Named object pointing entries
###

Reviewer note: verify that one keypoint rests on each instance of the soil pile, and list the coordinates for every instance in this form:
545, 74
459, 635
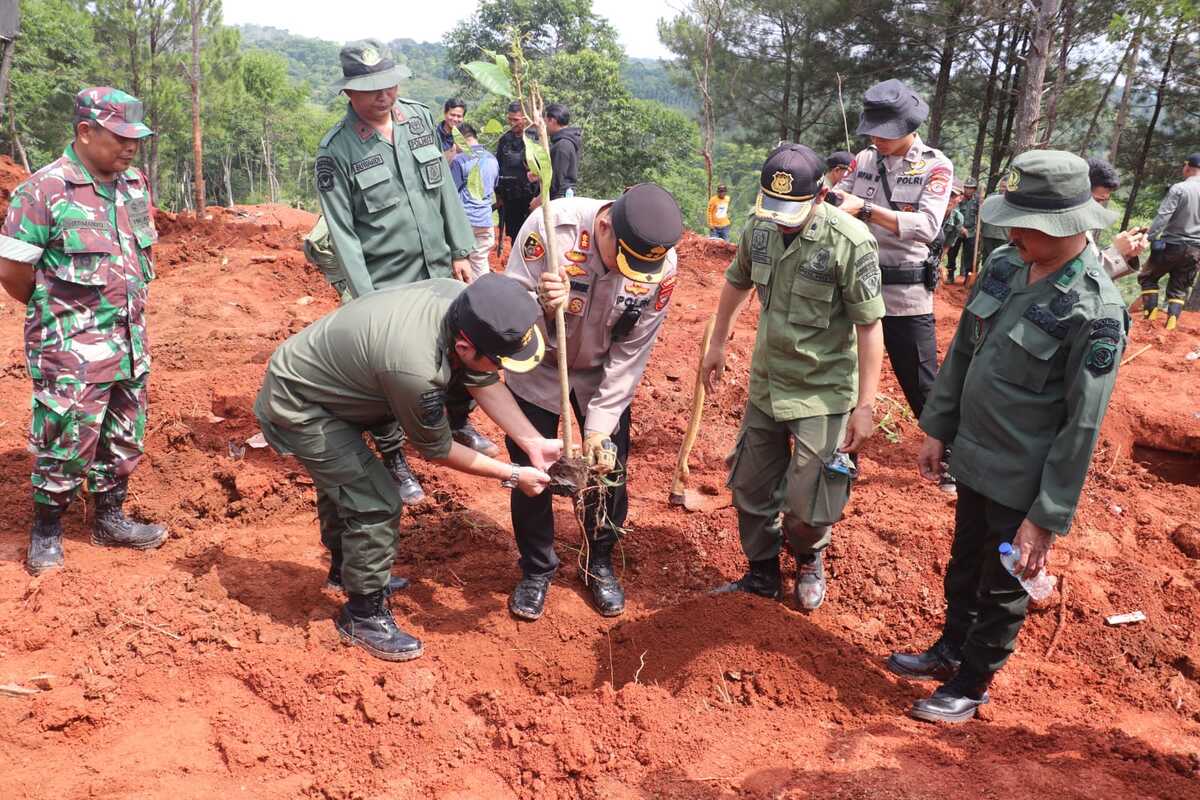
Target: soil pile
211, 666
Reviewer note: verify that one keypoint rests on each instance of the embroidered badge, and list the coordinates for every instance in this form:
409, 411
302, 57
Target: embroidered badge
760, 245
1062, 305
665, 290
1041, 317
325, 169
373, 160
433, 407
532, 248
1102, 358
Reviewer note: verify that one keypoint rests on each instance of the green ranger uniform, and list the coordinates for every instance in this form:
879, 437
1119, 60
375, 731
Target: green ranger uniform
804, 371
1020, 398
393, 212
345, 374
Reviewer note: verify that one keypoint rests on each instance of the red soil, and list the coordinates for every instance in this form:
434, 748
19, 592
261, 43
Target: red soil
210, 667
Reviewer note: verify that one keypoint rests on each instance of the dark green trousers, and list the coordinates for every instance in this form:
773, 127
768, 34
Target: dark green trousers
357, 500
985, 606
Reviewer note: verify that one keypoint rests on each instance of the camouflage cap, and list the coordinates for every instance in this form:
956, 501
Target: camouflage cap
114, 110
1048, 191
369, 66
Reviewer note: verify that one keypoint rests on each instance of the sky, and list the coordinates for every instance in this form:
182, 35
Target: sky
427, 20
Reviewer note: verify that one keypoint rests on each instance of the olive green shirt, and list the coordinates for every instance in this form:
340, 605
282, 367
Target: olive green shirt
382, 356
393, 211
1026, 380
813, 293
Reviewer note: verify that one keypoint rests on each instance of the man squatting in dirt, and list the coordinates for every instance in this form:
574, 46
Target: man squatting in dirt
1020, 395
616, 286
76, 250
393, 214
396, 354
813, 389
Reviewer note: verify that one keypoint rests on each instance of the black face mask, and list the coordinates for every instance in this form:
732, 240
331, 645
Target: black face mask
625, 323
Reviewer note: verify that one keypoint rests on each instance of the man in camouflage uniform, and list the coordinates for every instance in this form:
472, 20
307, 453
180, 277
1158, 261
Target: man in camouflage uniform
816, 271
1021, 396
76, 247
393, 212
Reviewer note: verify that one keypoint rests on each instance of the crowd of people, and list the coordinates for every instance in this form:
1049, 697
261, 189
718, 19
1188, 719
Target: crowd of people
844, 254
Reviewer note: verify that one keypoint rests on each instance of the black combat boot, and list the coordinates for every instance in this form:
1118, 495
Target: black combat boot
334, 579
957, 699
46, 539
112, 528
366, 621
468, 437
411, 492
763, 579
528, 600
940, 662
606, 593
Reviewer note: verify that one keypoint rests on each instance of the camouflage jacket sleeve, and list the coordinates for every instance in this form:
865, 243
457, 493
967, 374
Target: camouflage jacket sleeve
628, 358
335, 186
1091, 374
27, 228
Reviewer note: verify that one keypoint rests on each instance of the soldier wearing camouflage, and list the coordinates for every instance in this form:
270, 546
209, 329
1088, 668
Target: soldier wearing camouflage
1021, 396
77, 244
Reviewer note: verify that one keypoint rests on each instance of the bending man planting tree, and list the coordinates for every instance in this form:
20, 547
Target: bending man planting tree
814, 373
396, 354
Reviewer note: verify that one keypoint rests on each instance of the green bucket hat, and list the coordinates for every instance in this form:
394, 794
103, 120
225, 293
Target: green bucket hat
1048, 191
369, 66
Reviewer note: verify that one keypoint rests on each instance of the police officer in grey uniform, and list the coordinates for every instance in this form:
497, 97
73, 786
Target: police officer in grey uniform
900, 187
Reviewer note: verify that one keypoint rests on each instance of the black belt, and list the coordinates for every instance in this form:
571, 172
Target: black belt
903, 274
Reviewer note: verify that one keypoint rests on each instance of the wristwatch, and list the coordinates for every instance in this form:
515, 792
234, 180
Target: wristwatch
510, 482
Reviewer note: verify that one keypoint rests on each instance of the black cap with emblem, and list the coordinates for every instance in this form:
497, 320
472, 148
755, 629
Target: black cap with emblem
499, 318
648, 223
891, 110
790, 180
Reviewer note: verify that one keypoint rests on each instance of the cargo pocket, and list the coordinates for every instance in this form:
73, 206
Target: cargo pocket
760, 274
1030, 356
810, 302
431, 163
89, 252
376, 187
54, 428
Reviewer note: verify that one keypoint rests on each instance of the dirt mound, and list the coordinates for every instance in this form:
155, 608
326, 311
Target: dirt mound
211, 666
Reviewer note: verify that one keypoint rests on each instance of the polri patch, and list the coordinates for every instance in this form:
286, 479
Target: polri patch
325, 169
373, 160
532, 247
665, 290
433, 407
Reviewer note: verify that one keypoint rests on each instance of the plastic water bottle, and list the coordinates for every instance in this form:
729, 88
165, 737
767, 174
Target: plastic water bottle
1039, 587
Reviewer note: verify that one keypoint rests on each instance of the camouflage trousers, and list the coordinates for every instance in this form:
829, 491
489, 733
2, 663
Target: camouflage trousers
79, 431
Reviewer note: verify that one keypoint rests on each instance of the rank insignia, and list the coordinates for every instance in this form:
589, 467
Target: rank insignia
532, 248
665, 289
781, 182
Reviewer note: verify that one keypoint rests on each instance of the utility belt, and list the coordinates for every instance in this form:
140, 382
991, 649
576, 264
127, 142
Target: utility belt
925, 272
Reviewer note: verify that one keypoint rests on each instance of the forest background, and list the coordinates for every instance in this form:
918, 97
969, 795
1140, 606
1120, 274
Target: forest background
1113, 78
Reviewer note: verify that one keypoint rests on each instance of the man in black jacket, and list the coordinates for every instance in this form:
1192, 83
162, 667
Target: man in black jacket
514, 187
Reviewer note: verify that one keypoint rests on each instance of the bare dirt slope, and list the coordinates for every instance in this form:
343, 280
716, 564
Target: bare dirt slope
211, 668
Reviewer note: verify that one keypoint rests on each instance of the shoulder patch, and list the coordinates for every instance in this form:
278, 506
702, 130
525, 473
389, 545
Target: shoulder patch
433, 407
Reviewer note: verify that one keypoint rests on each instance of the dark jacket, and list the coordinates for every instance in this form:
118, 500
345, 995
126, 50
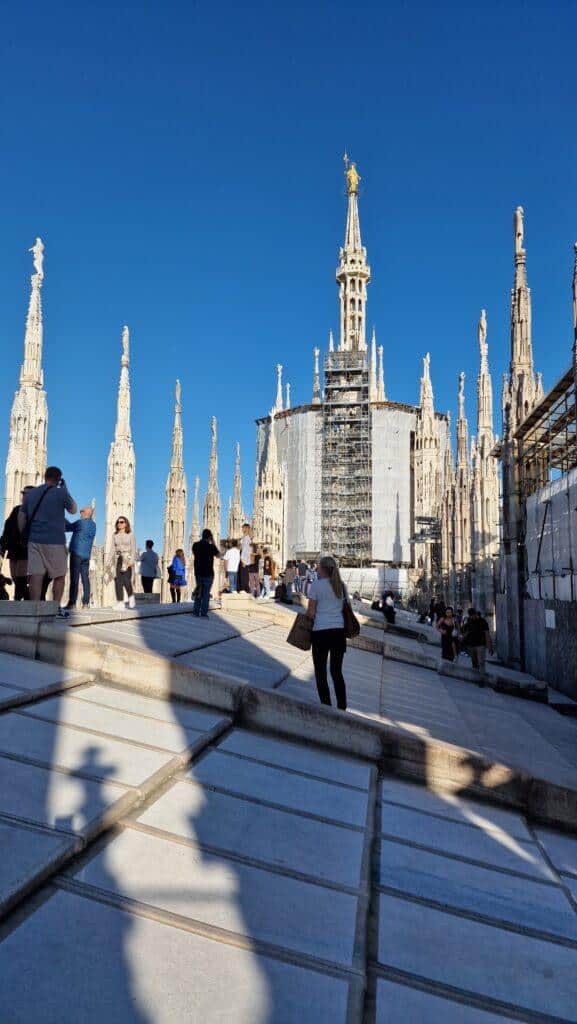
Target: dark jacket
205, 554
11, 541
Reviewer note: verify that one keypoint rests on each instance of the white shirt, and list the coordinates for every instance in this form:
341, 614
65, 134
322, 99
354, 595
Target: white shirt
329, 607
233, 559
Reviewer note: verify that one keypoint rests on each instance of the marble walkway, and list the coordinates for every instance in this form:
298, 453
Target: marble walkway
161, 865
525, 734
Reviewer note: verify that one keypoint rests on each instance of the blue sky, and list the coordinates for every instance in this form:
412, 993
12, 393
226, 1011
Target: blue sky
183, 165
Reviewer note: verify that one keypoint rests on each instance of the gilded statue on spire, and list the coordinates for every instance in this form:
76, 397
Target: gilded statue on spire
353, 178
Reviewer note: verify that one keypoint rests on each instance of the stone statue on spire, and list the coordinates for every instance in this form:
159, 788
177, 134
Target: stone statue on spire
519, 229
37, 251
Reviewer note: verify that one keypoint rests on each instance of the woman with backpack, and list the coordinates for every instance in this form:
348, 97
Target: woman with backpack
326, 602
177, 576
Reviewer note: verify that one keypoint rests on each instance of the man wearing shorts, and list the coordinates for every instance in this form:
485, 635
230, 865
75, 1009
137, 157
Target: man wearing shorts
44, 511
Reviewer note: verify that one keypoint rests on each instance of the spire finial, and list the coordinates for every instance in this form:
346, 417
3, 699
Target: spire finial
125, 361
380, 381
461, 395
519, 230
316, 378
575, 293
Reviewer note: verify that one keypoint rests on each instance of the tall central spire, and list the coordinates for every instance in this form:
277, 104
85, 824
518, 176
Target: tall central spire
27, 446
354, 273
120, 468
484, 386
175, 505
212, 498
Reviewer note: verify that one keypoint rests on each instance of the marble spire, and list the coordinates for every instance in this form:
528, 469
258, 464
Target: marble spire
522, 384
373, 369
236, 514
121, 462
575, 298
316, 378
380, 376
279, 402
26, 461
175, 503
354, 273
484, 386
211, 517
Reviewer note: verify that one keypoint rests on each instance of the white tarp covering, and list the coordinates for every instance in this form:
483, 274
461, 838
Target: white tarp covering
551, 540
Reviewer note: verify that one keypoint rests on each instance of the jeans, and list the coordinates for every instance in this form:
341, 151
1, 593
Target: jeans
202, 596
331, 642
123, 582
79, 569
479, 657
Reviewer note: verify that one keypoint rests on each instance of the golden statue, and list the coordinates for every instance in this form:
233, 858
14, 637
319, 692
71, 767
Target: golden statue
353, 179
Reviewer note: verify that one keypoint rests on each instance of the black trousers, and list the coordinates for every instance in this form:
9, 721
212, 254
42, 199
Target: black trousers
123, 582
333, 643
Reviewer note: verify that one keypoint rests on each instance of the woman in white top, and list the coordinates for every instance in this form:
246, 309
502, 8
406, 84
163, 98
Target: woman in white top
121, 558
326, 600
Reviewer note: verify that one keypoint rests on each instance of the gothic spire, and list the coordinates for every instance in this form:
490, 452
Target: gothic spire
380, 376
316, 378
373, 369
279, 403
484, 385
26, 460
353, 273
121, 462
236, 514
175, 505
575, 297
212, 497
462, 427
31, 372
425, 398
122, 429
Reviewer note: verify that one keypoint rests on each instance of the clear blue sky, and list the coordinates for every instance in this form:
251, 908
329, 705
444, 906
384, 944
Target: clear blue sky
182, 163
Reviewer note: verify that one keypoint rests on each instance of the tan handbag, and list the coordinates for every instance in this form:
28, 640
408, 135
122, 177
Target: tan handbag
352, 625
300, 634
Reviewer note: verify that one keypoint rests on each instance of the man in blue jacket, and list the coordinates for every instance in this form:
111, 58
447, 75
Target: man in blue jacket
83, 531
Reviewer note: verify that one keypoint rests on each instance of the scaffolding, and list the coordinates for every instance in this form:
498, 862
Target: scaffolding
346, 480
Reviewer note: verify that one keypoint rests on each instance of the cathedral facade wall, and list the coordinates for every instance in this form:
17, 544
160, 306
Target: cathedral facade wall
392, 485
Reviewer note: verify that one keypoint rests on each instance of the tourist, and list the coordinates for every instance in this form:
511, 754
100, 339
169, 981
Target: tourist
312, 577
121, 559
477, 638
204, 551
388, 607
177, 576
83, 532
149, 567
326, 601
448, 630
42, 520
290, 577
246, 551
269, 572
13, 545
254, 572
232, 562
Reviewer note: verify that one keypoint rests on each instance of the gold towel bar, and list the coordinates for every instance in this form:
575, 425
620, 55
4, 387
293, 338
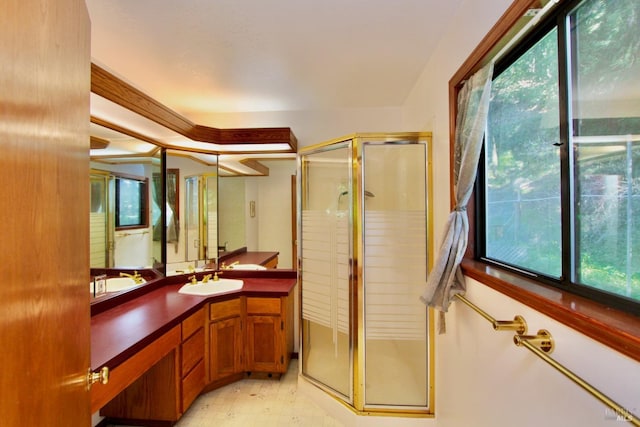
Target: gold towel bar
542, 344
518, 323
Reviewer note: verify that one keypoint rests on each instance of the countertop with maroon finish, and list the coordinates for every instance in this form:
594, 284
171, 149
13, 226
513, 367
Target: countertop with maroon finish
121, 331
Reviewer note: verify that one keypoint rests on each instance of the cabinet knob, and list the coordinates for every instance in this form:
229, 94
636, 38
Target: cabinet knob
102, 376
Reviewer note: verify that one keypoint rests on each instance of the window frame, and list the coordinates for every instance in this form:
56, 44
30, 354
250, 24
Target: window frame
612, 327
144, 201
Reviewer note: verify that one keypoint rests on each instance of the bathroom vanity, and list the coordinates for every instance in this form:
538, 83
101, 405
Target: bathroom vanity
164, 348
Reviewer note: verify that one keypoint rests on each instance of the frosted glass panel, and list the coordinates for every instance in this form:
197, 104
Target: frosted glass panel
325, 257
395, 271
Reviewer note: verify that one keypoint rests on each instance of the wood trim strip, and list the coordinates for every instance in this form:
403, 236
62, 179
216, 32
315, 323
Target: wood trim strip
122, 93
474, 62
618, 330
615, 329
110, 87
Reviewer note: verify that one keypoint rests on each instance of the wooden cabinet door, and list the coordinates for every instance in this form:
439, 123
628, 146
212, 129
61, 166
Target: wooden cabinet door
264, 348
225, 340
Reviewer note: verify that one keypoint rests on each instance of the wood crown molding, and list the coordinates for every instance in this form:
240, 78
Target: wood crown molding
110, 87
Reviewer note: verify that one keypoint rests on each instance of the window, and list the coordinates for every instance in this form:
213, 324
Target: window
131, 202
559, 184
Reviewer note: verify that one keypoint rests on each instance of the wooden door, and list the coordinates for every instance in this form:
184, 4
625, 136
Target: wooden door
44, 207
263, 344
226, 348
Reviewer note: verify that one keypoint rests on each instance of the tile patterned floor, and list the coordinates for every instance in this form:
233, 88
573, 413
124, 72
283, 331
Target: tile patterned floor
254, 402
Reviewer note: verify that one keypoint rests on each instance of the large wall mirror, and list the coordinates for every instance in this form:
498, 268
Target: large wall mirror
125, 215
192, 211
155, 178
257, 212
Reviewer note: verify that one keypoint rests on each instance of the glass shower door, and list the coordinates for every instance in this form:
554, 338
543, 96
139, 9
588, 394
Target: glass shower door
394, 235
325, 258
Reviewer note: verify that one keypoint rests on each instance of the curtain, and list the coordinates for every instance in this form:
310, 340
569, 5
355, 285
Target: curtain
446, 278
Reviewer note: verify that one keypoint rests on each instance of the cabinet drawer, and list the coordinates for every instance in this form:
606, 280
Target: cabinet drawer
223, 309
263, 305
192, 385
192, 323
192, 351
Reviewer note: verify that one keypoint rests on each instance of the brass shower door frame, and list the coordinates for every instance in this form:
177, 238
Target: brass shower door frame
357, 141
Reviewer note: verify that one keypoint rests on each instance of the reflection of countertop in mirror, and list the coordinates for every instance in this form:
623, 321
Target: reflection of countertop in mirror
268, 259
121, 331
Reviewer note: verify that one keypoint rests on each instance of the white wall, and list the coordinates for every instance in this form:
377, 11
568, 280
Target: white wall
482, 378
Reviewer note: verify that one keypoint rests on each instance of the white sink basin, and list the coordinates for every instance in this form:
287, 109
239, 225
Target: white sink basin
247, 267
116, 284
212, 287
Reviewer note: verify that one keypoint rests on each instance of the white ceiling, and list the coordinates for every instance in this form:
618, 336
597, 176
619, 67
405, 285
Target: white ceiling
233, 56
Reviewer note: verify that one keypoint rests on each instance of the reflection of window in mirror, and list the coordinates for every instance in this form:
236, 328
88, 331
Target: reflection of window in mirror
131, 202
173, 207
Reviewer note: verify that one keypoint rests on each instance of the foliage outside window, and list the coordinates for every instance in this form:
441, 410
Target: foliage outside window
131, 202
560, 180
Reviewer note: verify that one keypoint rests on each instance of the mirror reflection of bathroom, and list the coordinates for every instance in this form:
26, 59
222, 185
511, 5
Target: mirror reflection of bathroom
192, 238
125, 209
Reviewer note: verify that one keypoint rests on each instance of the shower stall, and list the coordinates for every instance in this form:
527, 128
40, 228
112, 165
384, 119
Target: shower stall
363, 260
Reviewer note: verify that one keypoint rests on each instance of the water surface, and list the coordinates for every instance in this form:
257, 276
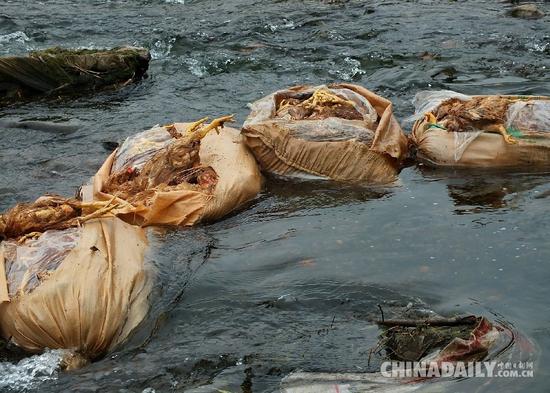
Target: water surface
293, 281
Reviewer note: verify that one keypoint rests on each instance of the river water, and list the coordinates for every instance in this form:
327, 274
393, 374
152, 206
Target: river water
293, 281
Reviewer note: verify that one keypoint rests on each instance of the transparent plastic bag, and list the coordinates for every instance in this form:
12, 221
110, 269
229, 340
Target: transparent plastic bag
265, 109
462, 141
29, 263
531, 116
427, 100
138, 149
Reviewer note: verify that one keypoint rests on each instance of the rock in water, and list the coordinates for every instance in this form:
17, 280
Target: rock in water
526, 11
63, 72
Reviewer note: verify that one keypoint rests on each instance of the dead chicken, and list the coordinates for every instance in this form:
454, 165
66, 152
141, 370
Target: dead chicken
26, 220
317, 106
177, 166
479, 113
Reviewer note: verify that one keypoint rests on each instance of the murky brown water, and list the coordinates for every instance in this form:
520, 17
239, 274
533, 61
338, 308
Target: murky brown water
293, 282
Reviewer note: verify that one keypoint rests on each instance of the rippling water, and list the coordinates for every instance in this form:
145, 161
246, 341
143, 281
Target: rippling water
293, 281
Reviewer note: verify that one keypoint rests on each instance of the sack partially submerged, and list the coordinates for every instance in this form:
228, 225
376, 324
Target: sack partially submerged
187, 188
66, 71
84, 289
481, 131
341, 131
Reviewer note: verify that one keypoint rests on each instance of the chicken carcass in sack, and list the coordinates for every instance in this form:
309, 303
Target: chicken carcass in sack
454, 129
179, 175
341, 131
83, 288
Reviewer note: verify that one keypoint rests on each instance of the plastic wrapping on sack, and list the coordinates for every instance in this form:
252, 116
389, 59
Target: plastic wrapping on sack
527, 121
26, 264
364, 143
84, 289
238, 179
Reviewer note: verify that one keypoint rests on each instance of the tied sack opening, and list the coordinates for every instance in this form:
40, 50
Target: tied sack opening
453, 129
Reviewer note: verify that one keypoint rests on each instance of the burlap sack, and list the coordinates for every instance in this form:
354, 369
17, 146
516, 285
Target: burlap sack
476, 148
84, 289
368, 150
239, 179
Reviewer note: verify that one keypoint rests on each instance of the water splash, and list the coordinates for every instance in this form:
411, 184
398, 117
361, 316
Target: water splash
349, 70
31, 371
17, 36
161, 48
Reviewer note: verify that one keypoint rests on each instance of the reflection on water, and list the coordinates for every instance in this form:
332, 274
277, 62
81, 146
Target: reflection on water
487, 190
294, 280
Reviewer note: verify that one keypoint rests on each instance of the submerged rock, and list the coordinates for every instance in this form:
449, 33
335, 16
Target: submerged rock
526, 11
61, 72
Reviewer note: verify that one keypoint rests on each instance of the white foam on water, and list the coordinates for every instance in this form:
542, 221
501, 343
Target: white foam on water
31, 371
17, 36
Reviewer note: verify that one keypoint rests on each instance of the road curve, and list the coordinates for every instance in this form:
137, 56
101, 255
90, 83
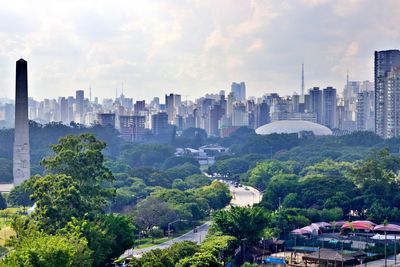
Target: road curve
240, 197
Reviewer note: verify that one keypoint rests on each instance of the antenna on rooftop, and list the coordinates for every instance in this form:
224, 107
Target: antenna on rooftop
302, 79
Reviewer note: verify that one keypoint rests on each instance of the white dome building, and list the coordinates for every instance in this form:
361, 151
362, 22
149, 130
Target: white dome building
293, 126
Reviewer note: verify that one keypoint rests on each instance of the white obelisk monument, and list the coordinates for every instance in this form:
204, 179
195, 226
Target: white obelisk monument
21, 160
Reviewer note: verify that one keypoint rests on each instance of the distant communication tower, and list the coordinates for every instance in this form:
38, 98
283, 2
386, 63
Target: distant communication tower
302, 79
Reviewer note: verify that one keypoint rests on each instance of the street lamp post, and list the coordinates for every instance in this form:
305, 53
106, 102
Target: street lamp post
171, 223
244, 248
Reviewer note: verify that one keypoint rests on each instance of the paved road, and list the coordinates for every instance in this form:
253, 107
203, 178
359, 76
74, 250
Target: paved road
240, 197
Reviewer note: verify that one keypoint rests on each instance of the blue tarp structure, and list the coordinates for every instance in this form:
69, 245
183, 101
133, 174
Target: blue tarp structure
275, 260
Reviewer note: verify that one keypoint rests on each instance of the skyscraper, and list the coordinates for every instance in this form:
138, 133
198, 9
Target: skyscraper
385, 62
316, 103
365, 111
21, 161
79, 106
239, 91
329, 107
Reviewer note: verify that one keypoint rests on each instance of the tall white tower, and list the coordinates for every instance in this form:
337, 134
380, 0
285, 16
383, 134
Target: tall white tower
21, 158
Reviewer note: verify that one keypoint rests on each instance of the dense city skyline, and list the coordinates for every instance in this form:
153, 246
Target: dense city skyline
153, 48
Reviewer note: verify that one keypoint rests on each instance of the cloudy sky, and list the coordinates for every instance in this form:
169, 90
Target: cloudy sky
191, 46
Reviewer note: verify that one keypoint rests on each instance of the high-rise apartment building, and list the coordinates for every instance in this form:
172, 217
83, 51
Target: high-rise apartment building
316, 103
365, 112
393, 103
385, 92
329, 107
239, 91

###

What this task involves: Reproduce, word for word, every line starting at the line that contains "of the dense" and ending with the final line of the entries.

Final result:
Reviewer note: verify that one keypoint rests on each instance of the dense city skyline, and list the coordinates for every instance in this form:
153, 246
Target: dense city skyline
153, 48
Reviewer note: verify that one keypoint rests on each instance of the cloudy sky, and list the coordinates for every instance in this form:
169, 90
Target: cloudy sky
191, 46
Reviewer note: verify that one keypoint rests on each instance of the high-rise apartment building, and list the coordinates for every instance in this form:
172, 217
83, 51
Target: high-rise apartment building
316, 103
365, 112
393, 103
385, 92
329, 107
239, 91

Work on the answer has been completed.